## REQUIRED WORK
Each record below needs to be retyped exactly.

**** DATA RECORDS

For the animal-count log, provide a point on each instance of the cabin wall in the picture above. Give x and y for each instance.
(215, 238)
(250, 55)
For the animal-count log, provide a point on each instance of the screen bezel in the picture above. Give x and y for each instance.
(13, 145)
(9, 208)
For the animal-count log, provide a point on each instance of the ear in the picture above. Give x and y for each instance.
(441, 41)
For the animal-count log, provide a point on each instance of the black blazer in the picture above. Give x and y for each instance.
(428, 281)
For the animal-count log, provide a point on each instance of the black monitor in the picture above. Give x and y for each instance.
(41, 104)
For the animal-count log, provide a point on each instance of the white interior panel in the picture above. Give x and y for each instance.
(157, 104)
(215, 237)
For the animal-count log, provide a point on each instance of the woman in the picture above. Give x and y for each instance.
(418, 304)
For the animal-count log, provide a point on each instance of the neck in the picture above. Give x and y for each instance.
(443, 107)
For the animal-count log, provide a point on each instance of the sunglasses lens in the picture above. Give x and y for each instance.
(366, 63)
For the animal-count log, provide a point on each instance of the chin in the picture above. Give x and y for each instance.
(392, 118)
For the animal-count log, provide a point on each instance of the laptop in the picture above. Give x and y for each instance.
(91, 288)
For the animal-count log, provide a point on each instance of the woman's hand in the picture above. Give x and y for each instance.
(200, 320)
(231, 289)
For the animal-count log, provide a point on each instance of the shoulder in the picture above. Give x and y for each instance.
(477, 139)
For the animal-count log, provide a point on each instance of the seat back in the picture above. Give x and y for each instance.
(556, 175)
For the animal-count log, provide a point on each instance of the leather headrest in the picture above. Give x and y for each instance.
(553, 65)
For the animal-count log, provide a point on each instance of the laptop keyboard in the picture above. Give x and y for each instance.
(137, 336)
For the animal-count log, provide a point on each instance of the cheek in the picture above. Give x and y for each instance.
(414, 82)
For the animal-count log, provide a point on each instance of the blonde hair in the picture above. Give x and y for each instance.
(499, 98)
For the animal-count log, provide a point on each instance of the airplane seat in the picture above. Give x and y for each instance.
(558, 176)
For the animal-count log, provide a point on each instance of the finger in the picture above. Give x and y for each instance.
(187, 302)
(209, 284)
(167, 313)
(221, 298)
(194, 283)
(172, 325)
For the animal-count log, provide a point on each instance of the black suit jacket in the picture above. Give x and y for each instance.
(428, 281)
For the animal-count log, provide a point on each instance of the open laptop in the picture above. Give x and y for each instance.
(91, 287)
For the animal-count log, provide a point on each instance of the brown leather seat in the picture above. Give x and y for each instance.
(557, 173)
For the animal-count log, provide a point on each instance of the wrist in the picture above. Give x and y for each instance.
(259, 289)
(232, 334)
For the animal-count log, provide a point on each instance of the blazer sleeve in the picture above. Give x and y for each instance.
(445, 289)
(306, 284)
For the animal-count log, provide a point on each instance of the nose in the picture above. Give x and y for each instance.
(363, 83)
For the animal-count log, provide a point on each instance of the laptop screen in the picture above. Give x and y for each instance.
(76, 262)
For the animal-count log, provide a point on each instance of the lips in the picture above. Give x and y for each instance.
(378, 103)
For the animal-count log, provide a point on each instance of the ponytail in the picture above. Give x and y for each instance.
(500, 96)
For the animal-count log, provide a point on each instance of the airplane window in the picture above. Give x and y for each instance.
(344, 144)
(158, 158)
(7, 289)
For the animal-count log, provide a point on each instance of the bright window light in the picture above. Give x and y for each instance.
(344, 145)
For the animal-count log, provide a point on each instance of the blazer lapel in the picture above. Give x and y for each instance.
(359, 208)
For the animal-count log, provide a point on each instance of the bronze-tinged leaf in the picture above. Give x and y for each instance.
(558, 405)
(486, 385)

********

## YOUR RESPONSE
For the animal-count log, provide a point on each instance of the cabin wall in the picture above. Give x and y for each instance.
(215, 238)
(250, 55)
For the animal-count log, provide a point on each instance of the screen bezel in the picture above. Give x and y for each instance.
(13, 145)
(9, 208)
For the animal-count log, provide a point on each instance of the ear in the picture above. Give x and y for each instance.
(441, 41)
For the animal-count log, provide a point on each instance of the black blazer in the picture above. Give x and y for each instance.
(428, 281)
For the animal-count log, provide a point on each instance of the black monitor in the picture above. Give x and y for each instance.
(41, 104)
For the animal-count log, provide a point on each instance of the white interior panel in the picture above. Give x and y for each instance.
(157, 104)
(215, 237)
For the animal-count log, provide a point on each instance of the woman in the picture above. Give x and y for each instance.
(418, 304)
For the animal-count log, provide a point on each instance of the neck in the picture above. Give x and y for each instance.
(443, 107)
For the animal-count log, provide a point on each instance of the sunglasses lens in the picture above. Give x and y for each instance.
(366, 63)
For the animal-count log, provide a point on each instance of the chin in the picture above. Give x and y for each instance.
(392, 118)
For the animal-count log, provide a point on each instance of the laptop in the picture above. Give x and y for each instance.
(91, 288)
For the animal-count log, provide a point on each instance of the woman's hand in the picture above. Give x and y for each instance.
(200, 320)
(231, 289)
For the animal-count log, provide a point on each instance of the shoulder in the picture above. Give x and y for each instance.
(477, 139)
For the animal-count log, provide a point on each instance of the seat back in the picture above. Give x and y for each instance.
(556, 175)
For the animal-count log, provide a point on each instance of the leather headrest in the picture above. Give x and y for each instance.
(553, 65)
For the animal-count log, provide a point on each instance of the laptop keyboard in the picture above. Give x and y for each instance.
(137, 336)
For the animal-count log, provide a point on each instance of the cheek in the picture above. Give x and y for each instance.
(414, 82)
For the animal-count log, provide a point on each instance of the blonde hair in the picture above. Give x and y for each instance.
(499, 98)
For the animal-count log, provide a point on each instance of the airplane seat in the picture above. Give x and y for each instance.
(558, 176)
For the animal-count log, provide a point on each instance of the finger in the picture above. Give x and y for each instance.
(187, 302)
(209, 284)
(167, 313)
(221, 298)
(194, 283)
(172, 325)
For the animal-count log, provide a point on each instance of the black suit jacket in the picture above. Give x and y for each instance.
(428, 281)
For the animal-count log, provide a point on each instance of the open laptop in the picture above. Give x and y for each instance.
(91, 287)
For the animal-count log, provide a point on each instance of the brown leather seat in the picture above. Give x and y for each instance.
(557, 173)
For the animal-count log, provide a point on each instance of the wrist in the picture above. Give x and y for each instance.
(259, 289)
(232, 334)
For the animal-count log, provide a point on each instance of the blazer sleeve in the picture above. Give x and y for each instance.
(445, 289)
(306, 284)
For the animal-count log, provide a point on each instance of the nose in the picture above. Give x and y for each instance.
(363, 83)
For the animal-count log, provide a point on each instance of the laptop screen in the picture above. Give x and y for each instance.
(76, 262)
For the animal-count log, provide a point on each instance of the lips in the picture above. Give x and y for each instance.
(378, 103)
For the animal-count log, provide a point on each instance of the ponytail in the picture above. Give x and y for each instance.
(500, 96)
For the animal-count log, provide a point on each instance of the airplane window in the picture above. Give x and y for each instance.
(344, 144)
(158, 158)
(7, 289)
For the animal-count log, provide a point on each instance of the bright window light in the picture above. Give x and y for each instance.
(344, 145)
For the animal-count log, provide a point on each instance of the blazer lapel in the picture above. Give x and y for each instance.
(359, 208)
For the animal-count log, provide a point on each instance of the bronze-tinged leaf in the picture above. Give x and y for each instance.
(558, 405)
(486, 385)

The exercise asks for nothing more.